▸ **Page text**:

● ● ● ● ●

I did something similar to pay for my grad degree. I was in a little different situation since I worked for a small company. My firm was looking to cut cost and terminated our 401K contract with our custodian. We had the option to transfer the funds to a 401K or IRA with a different custodian. I knew I wanted to use some money to pay for grad school so I transfered my funds to an IRA. An early withdrawal from an IRA will avoid that 10% penalty you get hit with when withdrawing from a 401K. You're just then taxed at ordinary income.

 

^^^ I'm afraid that's not true. Many IRA custodians will give you the option to have them take the 10% penalty out of the distribution up front, but if you decide instead to take the entire amount, you're still on the dangle for the 10% penalty the next year at tax time. In either case, the distribution amount is taxed as regular income for the year it occurred.

 

Another idea is to take a 401k loan before you quit your job. One downside to this is that most 401k loan provisions only allow a maximum of 50% of the 401k balance to be lent, but the upside is that the payments you make on the loan go back into your 401k, and there's no penalty or income tax incurred by the transaction.

A lot of employers will tell you that you have to pay off your 401k loan before you quit, but that isn't true. Otherwise, what would happen to all the people with 401k loans who get laid off? The fact is, you make the loan payments to the 401k custodian, and they don't give a shit if you're employed or not.

 
Best Response
Edmundo Braverman^^^ I'm afraid that's not true. Many IRA custodians will give you the option to have them take the 10% penalty out of the distribution up front, but if you decide instead to take the entire amount, you're still on the dangle for the 10% penalty the next year at tax time. In either case, the distribution amount is taxed as regular income for the year it occurred.

● ● ● ● ●

▸ **Source data**:

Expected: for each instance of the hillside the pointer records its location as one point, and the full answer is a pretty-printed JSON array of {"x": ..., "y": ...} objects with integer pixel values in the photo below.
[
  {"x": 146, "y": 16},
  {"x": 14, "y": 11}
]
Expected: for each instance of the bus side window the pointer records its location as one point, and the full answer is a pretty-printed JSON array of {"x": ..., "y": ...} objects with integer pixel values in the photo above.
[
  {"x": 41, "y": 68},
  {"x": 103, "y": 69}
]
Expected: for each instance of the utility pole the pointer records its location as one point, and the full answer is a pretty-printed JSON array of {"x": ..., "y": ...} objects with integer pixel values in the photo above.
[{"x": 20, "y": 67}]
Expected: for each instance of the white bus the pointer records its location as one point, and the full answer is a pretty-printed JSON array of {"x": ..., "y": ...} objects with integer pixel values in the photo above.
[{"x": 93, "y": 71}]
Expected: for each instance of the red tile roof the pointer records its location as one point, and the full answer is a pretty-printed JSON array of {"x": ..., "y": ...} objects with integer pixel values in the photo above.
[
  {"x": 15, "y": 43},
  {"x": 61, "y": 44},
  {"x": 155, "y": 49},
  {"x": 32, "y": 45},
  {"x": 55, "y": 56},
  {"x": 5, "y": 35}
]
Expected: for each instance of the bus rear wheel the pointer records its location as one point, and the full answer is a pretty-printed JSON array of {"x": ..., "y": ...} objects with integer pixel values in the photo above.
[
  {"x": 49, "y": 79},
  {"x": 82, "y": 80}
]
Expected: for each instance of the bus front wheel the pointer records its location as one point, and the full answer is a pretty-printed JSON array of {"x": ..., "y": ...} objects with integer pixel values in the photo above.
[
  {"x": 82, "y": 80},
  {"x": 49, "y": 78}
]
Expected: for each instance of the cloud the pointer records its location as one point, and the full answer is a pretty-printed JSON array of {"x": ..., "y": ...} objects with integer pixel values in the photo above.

● ● ● ● ●

▸ **Using the information**:
1/ Update the retirement-account discussion, starting at "Another idea is" and ending at "employed or not.", so that "employers" reads "companies".
2/ In the retirement-account discussion, what is the largest share of the 401k balance that most 401k loan provisions allow to be lent?
3/ Continue the retirement-account discussion from the point where it stops.

▸ **Results by task**:
1/
Another idea is to take a 401k loan before you quit your job. One downside to this is that most 401k loan provisions only allow a maximum of 50% of the 401k balance to be lent, but the upside is that the payments you make on the loan go back into your 401k, and there's no penalty or income tax incurred by the transaction.

A lot of companies will tell you that you have to pay off your 401k loan before you quit, but that isn't true. Otherwise, what would happen to all the people with 401k loans who get laid off? The fact is, you make the loan payments to the 401k custodian, and they don't give a shit if you're employed or not.

2/ A maximum of 50% of the 401k balance.

3/
Just wanted to correct this for anyone who might stumble on it. You can pull money out of a pre-tax IRA (converted from a 401k) for college tuition and it will be a qualifying distribution. Furthermore, if your education does not qualify you for a new industry and is done either temporarily (one year or less) or part-time, you get to deduct it as a business expense.

IRS publication 970 has a lot more information on this:

http://www.irs.gov/publications/p970/ch09.html

There are a number of circumstances where you can take out IRA distributions before age 59.5. This includes a one-time $10K withdrawal for buying your first home, qualifying educational expenses, certain disaster-level medical expenses, and taking a "series of substantially equal lifetime distributions":

http://www.irs.gov/publications/p590/ch01.html#en_US_2011_publink100023…

Furthermore, Illinois does not tax retirement income of any kind, including IRA distributions. So if you're going to Northwestern or Chicago for your MBA, you only pay federal tax on the withdrawal. If you are avoiding NYC tax on the distributions, and you drop from the 28% tax bracket to the 15% tax bracket, this works out to a net after-tax savings of about 25%.

 

typically your not 100% vested out the shoot, it usually goes 30% vested after year 1, 60% vested after year 2, etc etc or some variation similar to that

 

For B school financial aid (and for most other types of degrees) they will never take into account the money that you have in a 401K (or even other retirement accounts, well ones which you can't withdraw from without penalties anyways.). So, No the money in there won't be considered while calculating the aid package.